TASK INSTRUCTIONS – Go through the data and copy each line where the word "below" shows up.

LISTED ENTRIES –
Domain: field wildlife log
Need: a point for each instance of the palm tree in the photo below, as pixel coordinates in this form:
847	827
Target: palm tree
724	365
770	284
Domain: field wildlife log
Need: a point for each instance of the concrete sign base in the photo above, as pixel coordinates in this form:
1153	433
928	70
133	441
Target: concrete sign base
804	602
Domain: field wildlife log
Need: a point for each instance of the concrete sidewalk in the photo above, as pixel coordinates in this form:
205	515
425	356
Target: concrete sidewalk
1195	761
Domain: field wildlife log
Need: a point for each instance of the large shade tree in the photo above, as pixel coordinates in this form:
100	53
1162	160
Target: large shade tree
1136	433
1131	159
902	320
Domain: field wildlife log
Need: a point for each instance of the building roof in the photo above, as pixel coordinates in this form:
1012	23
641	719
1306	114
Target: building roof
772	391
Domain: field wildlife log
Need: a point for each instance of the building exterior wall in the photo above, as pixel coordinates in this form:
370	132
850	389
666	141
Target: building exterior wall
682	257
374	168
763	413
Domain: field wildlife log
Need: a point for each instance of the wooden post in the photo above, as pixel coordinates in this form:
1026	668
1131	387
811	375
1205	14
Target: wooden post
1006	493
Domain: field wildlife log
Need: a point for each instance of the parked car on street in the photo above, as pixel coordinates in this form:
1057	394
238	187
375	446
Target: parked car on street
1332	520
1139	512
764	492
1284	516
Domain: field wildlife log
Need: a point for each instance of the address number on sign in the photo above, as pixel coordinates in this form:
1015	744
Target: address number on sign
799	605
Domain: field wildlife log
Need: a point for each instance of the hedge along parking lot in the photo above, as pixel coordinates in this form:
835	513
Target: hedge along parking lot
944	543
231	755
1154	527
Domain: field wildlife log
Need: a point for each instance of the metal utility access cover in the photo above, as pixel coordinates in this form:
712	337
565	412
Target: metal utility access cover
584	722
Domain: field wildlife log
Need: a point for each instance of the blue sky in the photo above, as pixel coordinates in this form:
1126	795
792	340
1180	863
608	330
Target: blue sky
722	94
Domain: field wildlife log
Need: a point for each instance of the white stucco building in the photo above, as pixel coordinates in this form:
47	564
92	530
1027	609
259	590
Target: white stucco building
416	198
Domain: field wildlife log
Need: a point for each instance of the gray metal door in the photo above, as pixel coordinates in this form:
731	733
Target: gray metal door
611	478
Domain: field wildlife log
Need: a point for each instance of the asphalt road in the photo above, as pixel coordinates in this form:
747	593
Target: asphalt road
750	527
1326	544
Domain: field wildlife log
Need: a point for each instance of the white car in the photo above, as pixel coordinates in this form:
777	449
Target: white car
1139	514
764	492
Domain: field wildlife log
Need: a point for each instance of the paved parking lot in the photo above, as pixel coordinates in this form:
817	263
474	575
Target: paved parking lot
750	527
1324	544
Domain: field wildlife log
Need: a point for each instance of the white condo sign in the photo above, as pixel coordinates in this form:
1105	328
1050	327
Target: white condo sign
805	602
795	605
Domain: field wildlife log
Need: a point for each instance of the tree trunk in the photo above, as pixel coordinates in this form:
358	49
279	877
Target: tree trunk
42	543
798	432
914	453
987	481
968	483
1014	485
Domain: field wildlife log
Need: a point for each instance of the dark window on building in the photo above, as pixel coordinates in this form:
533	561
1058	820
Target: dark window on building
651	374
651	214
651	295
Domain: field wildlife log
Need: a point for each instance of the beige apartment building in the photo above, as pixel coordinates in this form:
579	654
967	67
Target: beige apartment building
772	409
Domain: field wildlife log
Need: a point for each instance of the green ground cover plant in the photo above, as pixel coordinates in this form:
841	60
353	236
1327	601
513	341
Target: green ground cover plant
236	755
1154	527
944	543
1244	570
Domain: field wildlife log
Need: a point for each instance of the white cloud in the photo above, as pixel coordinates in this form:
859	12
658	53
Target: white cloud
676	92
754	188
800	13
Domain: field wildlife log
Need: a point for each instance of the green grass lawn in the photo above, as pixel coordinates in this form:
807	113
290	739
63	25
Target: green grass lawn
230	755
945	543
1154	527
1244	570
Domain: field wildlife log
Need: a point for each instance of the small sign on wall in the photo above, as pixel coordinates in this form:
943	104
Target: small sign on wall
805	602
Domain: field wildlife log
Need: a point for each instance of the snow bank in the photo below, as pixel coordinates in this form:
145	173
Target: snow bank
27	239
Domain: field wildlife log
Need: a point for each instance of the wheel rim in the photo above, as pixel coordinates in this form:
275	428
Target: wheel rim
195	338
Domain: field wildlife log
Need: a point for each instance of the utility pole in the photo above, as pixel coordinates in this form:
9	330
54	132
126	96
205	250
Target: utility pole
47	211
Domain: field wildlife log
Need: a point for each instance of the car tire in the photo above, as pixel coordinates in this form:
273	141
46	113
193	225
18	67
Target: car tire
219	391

EXPECTED OUTPUT –
Need: a point for each instance of the palm tree in the photo below, as pixel coordinates in this form:
Need: a point for each instance of the snow bank in the photo below, as pixel coordinates in this form:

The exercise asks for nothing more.